- **What this task involves**: Text in the records must be reproduced exactly, and pictures must be skipped.

- **Raw data**:
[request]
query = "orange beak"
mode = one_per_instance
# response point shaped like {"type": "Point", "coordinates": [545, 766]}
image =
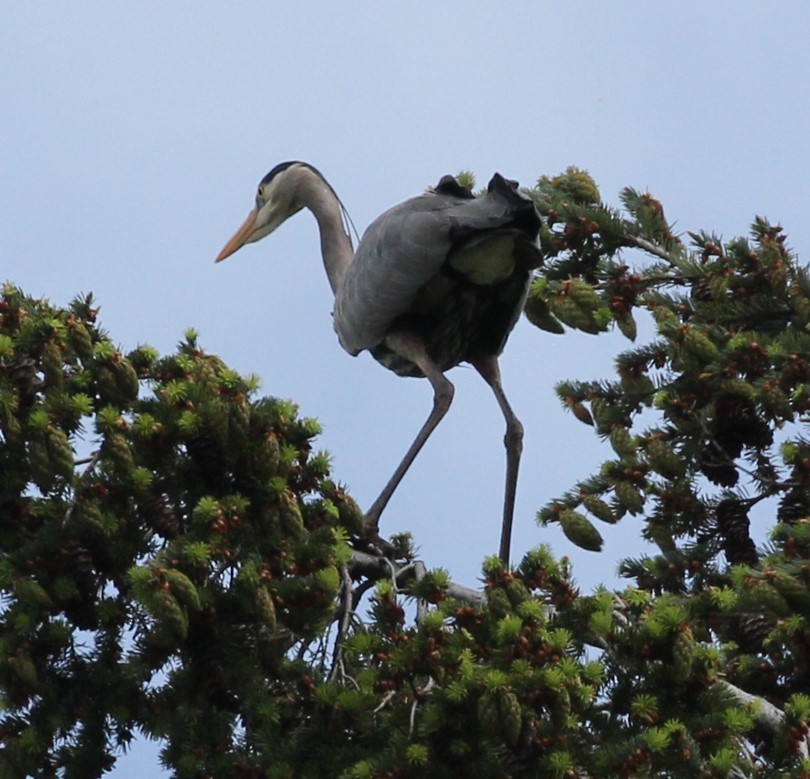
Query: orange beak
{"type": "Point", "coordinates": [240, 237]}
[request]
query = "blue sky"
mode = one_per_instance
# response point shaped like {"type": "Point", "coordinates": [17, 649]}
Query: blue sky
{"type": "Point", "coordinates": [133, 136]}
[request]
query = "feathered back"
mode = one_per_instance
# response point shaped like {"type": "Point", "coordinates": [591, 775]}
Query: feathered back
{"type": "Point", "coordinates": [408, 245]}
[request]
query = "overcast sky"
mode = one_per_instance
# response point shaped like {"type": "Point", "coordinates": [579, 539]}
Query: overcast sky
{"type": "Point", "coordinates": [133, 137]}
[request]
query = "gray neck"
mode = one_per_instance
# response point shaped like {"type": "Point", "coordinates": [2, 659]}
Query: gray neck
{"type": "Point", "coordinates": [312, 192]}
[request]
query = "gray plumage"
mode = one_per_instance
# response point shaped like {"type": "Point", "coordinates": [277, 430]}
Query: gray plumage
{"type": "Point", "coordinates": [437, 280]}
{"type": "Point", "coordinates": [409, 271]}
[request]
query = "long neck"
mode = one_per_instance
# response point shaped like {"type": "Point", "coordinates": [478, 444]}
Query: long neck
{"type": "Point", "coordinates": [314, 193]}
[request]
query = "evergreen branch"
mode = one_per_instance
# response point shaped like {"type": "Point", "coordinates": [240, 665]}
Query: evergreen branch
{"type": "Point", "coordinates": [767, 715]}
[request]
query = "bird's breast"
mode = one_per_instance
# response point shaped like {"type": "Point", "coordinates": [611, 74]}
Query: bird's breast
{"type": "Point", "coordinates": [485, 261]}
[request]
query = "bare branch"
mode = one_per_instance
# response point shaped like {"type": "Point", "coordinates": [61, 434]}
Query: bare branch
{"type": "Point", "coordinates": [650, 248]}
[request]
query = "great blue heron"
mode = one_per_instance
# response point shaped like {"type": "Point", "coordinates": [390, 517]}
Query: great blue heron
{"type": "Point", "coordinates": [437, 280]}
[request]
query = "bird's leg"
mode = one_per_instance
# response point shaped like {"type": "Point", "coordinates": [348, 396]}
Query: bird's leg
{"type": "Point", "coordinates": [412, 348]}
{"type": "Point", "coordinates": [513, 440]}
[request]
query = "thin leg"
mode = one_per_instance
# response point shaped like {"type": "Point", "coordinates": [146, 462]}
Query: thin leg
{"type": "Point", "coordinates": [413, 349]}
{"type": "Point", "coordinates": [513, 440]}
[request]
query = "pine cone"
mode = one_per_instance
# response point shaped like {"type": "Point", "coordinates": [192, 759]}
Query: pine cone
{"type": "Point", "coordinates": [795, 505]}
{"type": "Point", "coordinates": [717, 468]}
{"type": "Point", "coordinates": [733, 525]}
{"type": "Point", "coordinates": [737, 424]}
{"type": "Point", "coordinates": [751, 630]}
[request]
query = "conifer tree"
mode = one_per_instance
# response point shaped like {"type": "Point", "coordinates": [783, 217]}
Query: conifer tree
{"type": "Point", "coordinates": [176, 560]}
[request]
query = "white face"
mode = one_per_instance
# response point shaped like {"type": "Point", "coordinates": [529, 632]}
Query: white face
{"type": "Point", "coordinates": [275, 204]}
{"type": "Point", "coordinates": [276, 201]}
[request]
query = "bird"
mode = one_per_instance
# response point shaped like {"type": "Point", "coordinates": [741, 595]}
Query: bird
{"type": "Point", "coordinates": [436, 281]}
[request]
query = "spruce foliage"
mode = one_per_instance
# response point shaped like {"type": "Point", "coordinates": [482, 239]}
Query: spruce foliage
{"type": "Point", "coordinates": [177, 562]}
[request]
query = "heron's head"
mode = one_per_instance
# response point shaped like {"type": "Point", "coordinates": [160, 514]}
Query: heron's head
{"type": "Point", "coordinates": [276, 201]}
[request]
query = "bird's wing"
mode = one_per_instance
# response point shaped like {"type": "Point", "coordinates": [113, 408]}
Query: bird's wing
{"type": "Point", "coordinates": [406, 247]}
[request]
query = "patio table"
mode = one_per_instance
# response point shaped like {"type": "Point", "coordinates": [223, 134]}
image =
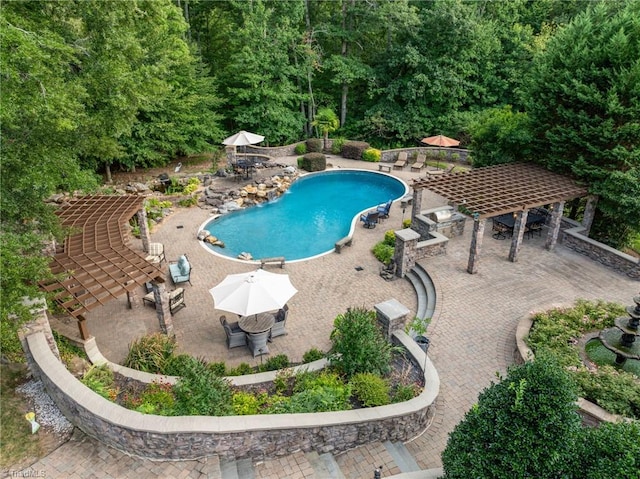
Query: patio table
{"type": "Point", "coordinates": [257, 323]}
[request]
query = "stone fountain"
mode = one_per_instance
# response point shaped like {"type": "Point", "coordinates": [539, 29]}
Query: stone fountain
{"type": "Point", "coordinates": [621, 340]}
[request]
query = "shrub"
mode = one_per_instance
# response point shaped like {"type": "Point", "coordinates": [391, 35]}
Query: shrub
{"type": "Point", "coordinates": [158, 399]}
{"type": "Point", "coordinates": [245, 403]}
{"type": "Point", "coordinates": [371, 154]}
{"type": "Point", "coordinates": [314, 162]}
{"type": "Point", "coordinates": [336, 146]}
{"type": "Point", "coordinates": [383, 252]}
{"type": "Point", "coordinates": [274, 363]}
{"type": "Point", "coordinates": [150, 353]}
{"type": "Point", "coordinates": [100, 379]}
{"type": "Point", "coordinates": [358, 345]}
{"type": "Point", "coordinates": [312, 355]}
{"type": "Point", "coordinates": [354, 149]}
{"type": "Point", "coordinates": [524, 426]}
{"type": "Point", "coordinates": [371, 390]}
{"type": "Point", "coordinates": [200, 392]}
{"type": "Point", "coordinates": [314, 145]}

- **Your solution**:
[request]
query = "orange beak"
mode = one_per_instance
# response point shaped like {"type": "Point", "coordinates": [545, 766]}
image =
Query: orange beak
{"type": "Point", "coordinates": [240, 237]}
[request]
query = "blue sky"
mode = one_per_instance
# response point shaped like {"type": "Point", "coordinates": [17, 649]}
Query: blue sky
{"type": "Point", "coordinates": [133, 136]}
[request]
query = "feathered back"
mode = one_per_instance
# response point shaped like {"type": "Point", "coordinates": [591, 775]}
Query: feathered back
{"type": "Point", "coordinates": [408, 245]}
[request]
query = "overcast sky"
mode = one_per_instance
# response point shaped like {"type": "Point", "coordinates": [579, 539]}
Query: overcast sky
{"type": "Point", "coordinates": [133, 137]}
[request]
query = "gray neck"
mode = one_per_instance
# response point shaped like {"type": "Point", "coordinates": [2, 659]}
Query: gray neck
{"type": "Point", "coordinates": [312, 192]}
[request]
query = "gray plumage"
mode = one_per_instance
# response point shaped like {"type": "Point", "coordinates": [277, 430]}
Query: gray plumage
{"type": "Point", "coordinates": [437, 280]}
{"type": "Point", "coordinates": [409, 271]}
[request]
query = "long neck"
mode = one_per_instance
# response point shaped like {"type": "Point", "coordinates": [478, 444]}
Query: long neck
{"type": "Point", "coordinates": [314, 193]}
[request]
query = "evergreen branch"
mode = one_per_instance
# response point shaped like {"type": "Point", "coordinates": [240, 665]}
Query: evergreen branch
{"type": "Point", "coordinates": [767, 715]}
[request]
query = "bird's breast"
mode = one_per_instance
# response point shaped like {"type": "Point", "coordinates": [611, 74]}
Query: bird's breast
{"type": "Point", "coordinates": [485, 261]}
[request]
query = "bare branch"
mode = one_per_instance
# response point shaped like {"type": "Point", "coordinates": [61, 434]}
Query: bare branch
{"type": "Point", "coordinates": [650, 248]}
[request]
query = "great blue heron"
mode = one_per_instance
# response point shaped like {"type": "Point", "coordinates": [390, 517]}
Query: great blue heron
{"type": "Point", "coordinates": [437, 280]}
[request]
query = "bird's leg"
mode = one_per_instance
# response point shaped like {"type": "Point", "coordinates": [348, 396]}
Query: bird's leg
{"type": "Point", "coordinates": [412, 348]}
{"type": "Point", "coordinates": [513, 440]}
[request]
query = "thin leg"
mode = one_per_instance
# response point shaped like {"type": "Point", "coordinates": [146, 462]}
Query: thin leg
{"type": "Point", "coordinates": [413, 349]}
{"type": "Point", "coordinates": [513, 440]}
[request]
query = "pine cone"
mode = one_per_instance
# response point shaped like {"type": "Point", "coordinates": [192, 759]}
Query: pine cone
{"type": "Point", "coordinates": [795, 505]}
{"type": "Point", "coordinates": [717, 468]}
{"type": "Point", "coordinates": [733, 525]}
{"type": "Point", "coordinates": [737, 424]}
{"type": "Point", "coordinates": [751, 630]}
[request]
query = "conifer tree"
mode = one_per_instance
# response point shaped like {"type": "Point", "coordinates": [783, 217]}
Query: conifer tree
{"type": "Point", "coordinates": [176, 560]}
[request]
query = "white face"
mode = one_per_instance
# response point shaped like {"type": "Point", "coordinates": [529, 632]}
Query: white face
{"type": "Point", "coordinates": [275, 204]}
{"type": "Point", "coordinates": [276, 201]}
[request]
query = "bird"
mode = one_per_instance
# response point shaped like {"type": "Point", "coordinates": [741, 595]}
Query: bird
{"type": "Point", "coordinates": [436, 281]}
[request]
query = "spruce foliage"
mode = one_per_instance
# response point shaped like {"type": "Point", "coordinates": [482, 239]}
Query: spruce foliage
{"type": "Point", "coordinates": [177, 562]}
[request]
query = "heron's head"
mode = one_per_instance
# response point shaped like {"type": "Point", "coordinates": [160, 514]}
Query: heron's head
{"type": "Point", "coordinates": [276, 201]}
[request]
query = "bird's wing"
mode = one_per_instance
# response point shaped like {"type": "Point", "coordinates": [113, 408]}
Query: bird's wing
{"type": "Point", "coordinates": [406, 247]}
[request]
query = "patio table"
mode = one_per_instance
# response point shaped like {"type": "Point", "coordinates": [223, 134]}
image =
Query: patio table
{"type": "Point", "coordinates": [257, 323]}
[request]
query = "stone fountain"
mode = one_per_instance
# response point shaped like {"type": "Point", "coordinates": [539, 29]}
Query: stone fountain
{"type": "Point", "coordinates": [621, 340]}
[request]
query = "shrub"
mode = one_per_instance
# response point shaped like {"type": "Point", "coordinates": [391, 35]}
Query: shrub
{"type": "Point", "coordinates": [158, 399]}
{"type": "Point", "coordinates": [245, 403]}
{"type": "Point", "coordinates": [371, 154]}
{"type": "Point", "coordinates": [314, 162]}
{"type": "Point", "coordinates": [336, 146]}
{"type": "Point", "coordinates": [383, 252]}
{"type": "Point", "coordinates": [274, 363]}
{"type": "Point", "coordinates": [150, 353]}
{"type": "Point", "coordinates": [100, 379]}
{"type": "Point", "coordinates": [358, 345]}
{"type": "Point", "coordinates": [312, 355]}
{"type": "Point", "coordinates": [354, 149]}
{"type": "Point", "coordinates": [524, 426]}
{"type": "Point", "coordinates": [371, 390]}
{"type": "Point", "coordinates": [200, 392]}
{"type": "Point", "coordinates": [314, 145]}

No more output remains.